* [Task to complete]:
Continue the passage on unanswered prayer from its last sentence, carrying its argument forward.

* [Excerpted text]:
· · ·
Faced with unanswered prayer we may believe that we didn’t get what we asked for because
-we didn’t deserve it
-we didn’t pray hard enough
-God knows better than we do
-someone else’s prayer for the opposite result was seen as more worthy
-God doesn’t hear prayers
-God doesn’t exist
It is easy not to be satisfied with these answers. Rabbi Harold Kushner who offers them as potential reasons claims that ultimately none are satisfactory and suggests that we need to change our understanding of what it means to pray, and what it means to be answered.
He highlights James Frazier’s distinction between religion (the attempt to serve God) and magic (the attempt to manipulate God) and suggests that instead of attempting to manipulate God (by seeking from him riches or health or love from others) we should instead take comfort in the fact that he gives strength to cope with problems that we originally, mistakenly believed (and prayed that) he’d alleviate.
Jean Vanier writes:
I remember April, a very beautiful black woman in a Cleveland prison who came up and asked me if I could pray that she not be sent to a certain penitentiary, well-known for its brutality and harshness, both between prisoners and between them and the administration. I told her that it would be hard for me to pray that she would not go there; that all I could pray was that she would receive the strength, the light, and the love so that she might radiate love wherever she was. Then if she went to that prison, she could give solace and strength to the women who were there and needed her. I said ‘If people like you do not go there, who will give strength and peace to the other women?’ I asked if I might pray that she go where Jesus wants and that wherever she may be, she might be a source of hope for others, and she said ‘Yes.’ She said it with great freedom, and I sensed that she would be a very beautiful source of peace in that prison, if she went there.
Jean Vanier, Be Not Afraid (Toronto, ON: Griffin Press Ltd., 1975), 41.
When we ask for something and don’t get it, and feel we didn’t deserve it or pray hard enough for it, we can feel guilty. If we think we didn’t get it because God knows better than us, or because someone praying for the opposite result was more worthy, we can feel angry. If we feel we didn’t get what we asked for because God doesn’t listen to prayers, or because he does not exist, we can feel hopeless.
Had the woman Vanier speaks of only been concerned about her next location in prison, and had she been sent to the place she didn’t want to go to, she may have felt guilty, angry or hopeless. When we instead see God as the one who gives us the strength to cope with the problems we originally believed he’d alleviate, we do not feel anger, guilt or hopelessness.
A man who has just been interviewed for a good job stops off at a church on the way home and prays that he gets the job. A woman visiting her husband in the hospital stops off at the hospital chapel to pray for his recovery. Do we really want to think of God as a God who has the power to grant these wishes, and chooses to give us or deny us what we ask for? Do we want to measure the usefulness of prayer on the basis of whether the man gets the job or not, whether the husband survives his heart attack or dies?
· · ·
* [Records]:
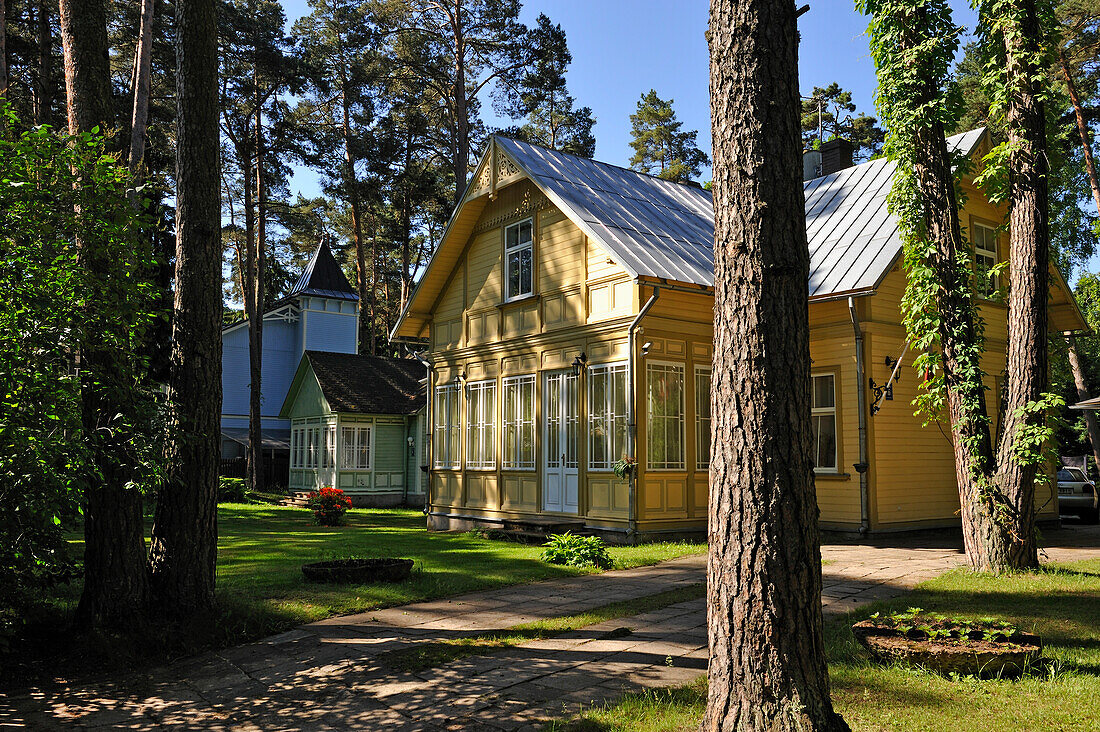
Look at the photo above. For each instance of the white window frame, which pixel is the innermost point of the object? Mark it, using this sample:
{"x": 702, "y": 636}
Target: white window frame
{"x": 822, "y": 411}
{"x": 481, "y": 425}
{"x": 516, "y": 424}
{"x": 606, "y": 411}
{"x": 986, "y": 285}
{"x": 447, "y": 445}
{"x": 702, "y": 401}
{"x": 356, "y": 430}
{"x": 678, "y": 466}
{"x": 518, "y": 249}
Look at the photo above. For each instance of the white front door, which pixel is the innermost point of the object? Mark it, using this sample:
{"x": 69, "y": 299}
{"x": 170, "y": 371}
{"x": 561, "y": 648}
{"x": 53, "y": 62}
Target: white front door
{"x": 559, "y": 443}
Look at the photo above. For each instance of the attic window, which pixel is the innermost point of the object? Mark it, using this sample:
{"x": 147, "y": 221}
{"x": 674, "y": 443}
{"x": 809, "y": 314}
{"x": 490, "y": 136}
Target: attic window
{"x": 518, "y": 257}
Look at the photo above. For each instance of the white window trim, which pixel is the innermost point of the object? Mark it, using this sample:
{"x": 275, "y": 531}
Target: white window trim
{"x": 699, "y": 371}
{"x": 824, "y": 410}
{"x": 519, "y": 248}
{"x": 518, "y": 421}
{"x": 683, "y": 418}
{"x": 608, "y": 404}
{"x": 488, "y": 424}
{"x": 994, "y": 282}
{"x": 446, "y": 427}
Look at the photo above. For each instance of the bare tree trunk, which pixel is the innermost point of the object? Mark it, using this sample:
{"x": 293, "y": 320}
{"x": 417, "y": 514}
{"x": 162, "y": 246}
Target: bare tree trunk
{"x": 1082, "y": 393}
{"x": 1081, "y": 129}
{"x": 1029, "y": 266}
{"x": 116, "y": 588}
{"x": 185, "y": 528}
{"x": 767, "y": 668}
{"x": 256, "y": 321}
{"x": 143, "y": 62}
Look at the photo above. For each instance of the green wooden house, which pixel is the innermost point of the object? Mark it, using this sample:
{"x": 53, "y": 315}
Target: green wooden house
{"x": 358, "y": 424}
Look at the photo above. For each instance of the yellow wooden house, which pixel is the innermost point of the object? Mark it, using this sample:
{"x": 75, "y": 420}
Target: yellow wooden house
{"x": 569, "y": 314}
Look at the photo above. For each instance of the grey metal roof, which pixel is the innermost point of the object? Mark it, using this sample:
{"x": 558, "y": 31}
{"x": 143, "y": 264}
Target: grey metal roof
{"x": 666, "y": 230}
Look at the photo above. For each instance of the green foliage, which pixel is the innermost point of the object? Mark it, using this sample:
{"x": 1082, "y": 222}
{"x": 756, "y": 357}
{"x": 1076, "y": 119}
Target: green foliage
{"x": 574, "y": 550}
{"x": 57, "y": 301}
{"x": 660, "y": 145}
{"x": 232, "y": 490}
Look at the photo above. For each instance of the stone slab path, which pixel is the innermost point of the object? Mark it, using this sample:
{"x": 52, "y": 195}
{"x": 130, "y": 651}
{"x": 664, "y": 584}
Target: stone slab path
{"x": 328, "y": 675}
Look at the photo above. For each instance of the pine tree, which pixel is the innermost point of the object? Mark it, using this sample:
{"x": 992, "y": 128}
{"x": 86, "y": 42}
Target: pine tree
{"x": 829, "y": 112}
{"x": 767, "y": 668}
{"x": 660, "y": 145}
{"x": 538, "y": 93}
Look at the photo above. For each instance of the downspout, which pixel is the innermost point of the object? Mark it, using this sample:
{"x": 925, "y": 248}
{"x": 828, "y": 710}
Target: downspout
{"x": 429, "y": 443}
{"x": 865, "y": 521}
{"x": 631, "y": 427}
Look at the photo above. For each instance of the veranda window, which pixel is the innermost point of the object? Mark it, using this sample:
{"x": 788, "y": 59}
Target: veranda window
{"x": 518, "y": 418}
{"x": 824, "y": 422}
{"x": 702, "y": 418}
{"x": 518, "y": 253}
{"x": 666, "y": 417}
{"x": 448, "y": 427}
{"x": 356, "y": 447}
{"x": 481, "y": 440}
{"x": 606, "y": 415}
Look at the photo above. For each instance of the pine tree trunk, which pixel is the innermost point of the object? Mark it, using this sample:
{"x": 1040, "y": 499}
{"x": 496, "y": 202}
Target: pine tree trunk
{"x": 116, "y": 587}
{"x": 1029, "y": 266}
{"x": 143, "y": 62}
{"x": 1082, "y": 130}
{"x": 1082, "y": 393}
{"x": 767, "y": 668}
{"x": 256, "y": 321}
{"x": 185, "y": 530}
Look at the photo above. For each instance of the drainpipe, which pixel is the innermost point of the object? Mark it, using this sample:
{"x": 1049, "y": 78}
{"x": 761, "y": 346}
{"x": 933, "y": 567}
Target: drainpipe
{"x": 865, "y": 514}
{"x": 431, "y": 429}
{"x": 631, "y": 426}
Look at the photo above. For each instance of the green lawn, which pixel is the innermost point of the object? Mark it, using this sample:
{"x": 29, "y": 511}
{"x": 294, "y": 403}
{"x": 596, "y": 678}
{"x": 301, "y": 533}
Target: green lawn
{"x": 1060, "y": 603}
{"x": 261, "y": 590}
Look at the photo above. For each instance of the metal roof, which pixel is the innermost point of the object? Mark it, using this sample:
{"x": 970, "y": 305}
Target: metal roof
{"x": 659, "y": 229}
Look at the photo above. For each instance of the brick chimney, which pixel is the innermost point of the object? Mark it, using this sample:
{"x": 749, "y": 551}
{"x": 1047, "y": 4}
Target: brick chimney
{"x": 836, "y": 155}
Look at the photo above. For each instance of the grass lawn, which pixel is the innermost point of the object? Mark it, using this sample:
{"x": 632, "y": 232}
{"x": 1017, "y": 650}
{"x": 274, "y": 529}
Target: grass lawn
{"x": 1060, "y": 603}
{"x": 261, "y": 590}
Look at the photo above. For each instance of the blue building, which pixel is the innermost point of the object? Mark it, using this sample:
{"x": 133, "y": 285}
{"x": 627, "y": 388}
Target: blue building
{"x": 319, "y": 314}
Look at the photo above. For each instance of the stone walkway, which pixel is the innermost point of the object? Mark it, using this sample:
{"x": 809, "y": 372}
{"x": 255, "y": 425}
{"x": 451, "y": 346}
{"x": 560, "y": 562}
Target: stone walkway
{"x": 328, "y": 675}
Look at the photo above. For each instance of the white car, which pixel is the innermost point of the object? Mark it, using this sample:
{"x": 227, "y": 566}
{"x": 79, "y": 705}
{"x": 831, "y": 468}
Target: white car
{"x": 1077, "y": 495}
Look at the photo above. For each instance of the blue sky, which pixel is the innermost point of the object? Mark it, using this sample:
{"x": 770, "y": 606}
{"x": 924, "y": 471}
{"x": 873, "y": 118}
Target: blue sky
{"x": 622, "y": 48}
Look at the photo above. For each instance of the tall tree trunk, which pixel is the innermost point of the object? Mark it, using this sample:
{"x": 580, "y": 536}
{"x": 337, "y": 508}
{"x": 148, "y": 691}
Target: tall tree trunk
{"x": 185, "y": 528}
{"x": 143, "y": 63}
{"x": 44, "y": 85}
{"x": 256, "y": 321}
{"x": 461, "y": 150}
{"x": 1082, "y": 129}
{"x": 767, "y": 668}
{"x": 1029, "y": 266}
{"x": 116, "y": 588}
{"x": 3, "y": 48}
{"x": 1082, "y": 393}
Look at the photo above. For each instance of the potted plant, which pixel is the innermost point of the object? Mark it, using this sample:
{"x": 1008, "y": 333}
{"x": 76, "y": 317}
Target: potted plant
{"x": 948, "y": 645}
{"x": 329, "y": 505}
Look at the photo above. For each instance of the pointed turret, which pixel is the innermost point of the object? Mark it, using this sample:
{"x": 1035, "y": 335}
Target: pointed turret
{"x": 322, "y": 276}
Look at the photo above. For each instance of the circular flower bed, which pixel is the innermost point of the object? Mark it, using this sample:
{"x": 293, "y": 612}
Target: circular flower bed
{"x": 948, "y": 645}
{"x": 359, "y": 571}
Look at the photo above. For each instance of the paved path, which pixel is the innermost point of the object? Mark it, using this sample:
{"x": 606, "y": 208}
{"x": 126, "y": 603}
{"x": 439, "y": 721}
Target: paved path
{"x": 328, "y": 675}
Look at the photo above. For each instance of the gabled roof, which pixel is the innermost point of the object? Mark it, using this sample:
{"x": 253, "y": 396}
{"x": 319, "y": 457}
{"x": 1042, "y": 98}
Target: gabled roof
{"x": 323, "y": 277}
{"x": 362, "y": 384}
{"x": 661, "y": 230}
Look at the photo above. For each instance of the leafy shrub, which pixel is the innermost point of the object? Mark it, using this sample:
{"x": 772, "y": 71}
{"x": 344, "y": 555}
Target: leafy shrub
{"x": 575, "y": 550}
{"x": 329, "y": 505}
{"x": 232, "y": 490}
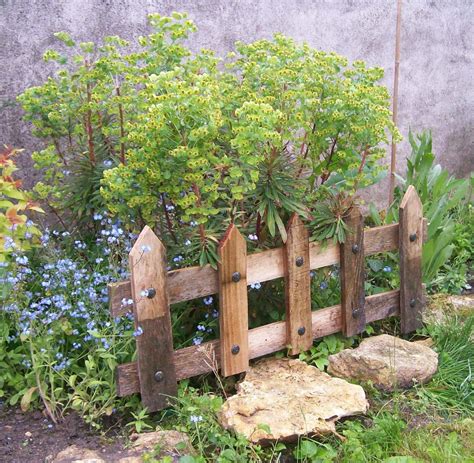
· · ·
* [Written reply]:
…………………………………………………………………………
He might say to the woman in the hospital chapel, "I can’t guarantee that your husband will survive this crisis. If I could no one would ever die because every patient has someone who prays fervently for his recovery. But I can assure you that you are not as alone as you feel you are. Friends are calling you, people are praying for you, offering to help you. It may well help your husbands chances to know that so many people are rooting for him to pull through. And when you do feel alone and frightened, know that you can always talk to me, a God who stands for life and healing.’
And he might say to the man that is on his way home from the job search, ‘I hear your prayer, your fears and your hopes. I can’t arrange for you to get this job. That’s not My role. But I can tell you this: I cherish all of my children, no matter how well or how poorly they do in the business world. My way of measuring success has nothing to do with the amount of your salary, the size of your office or the impressiveness of you job description. And the members of your family, the people who matter the most to you, see you the same way. For Me, that person is successful who has learned how to love, to share, and to master his impulses. I can’t give you a job, but I can help you with a sense of humility if you do get it, and the gift of resiliency and self-respect if you don’t, with the reassurance that I am near and that I think well of you in either event."
Harold Kushner, Who Needs God (New York, NY: Pocket Books, 1989), 156-57.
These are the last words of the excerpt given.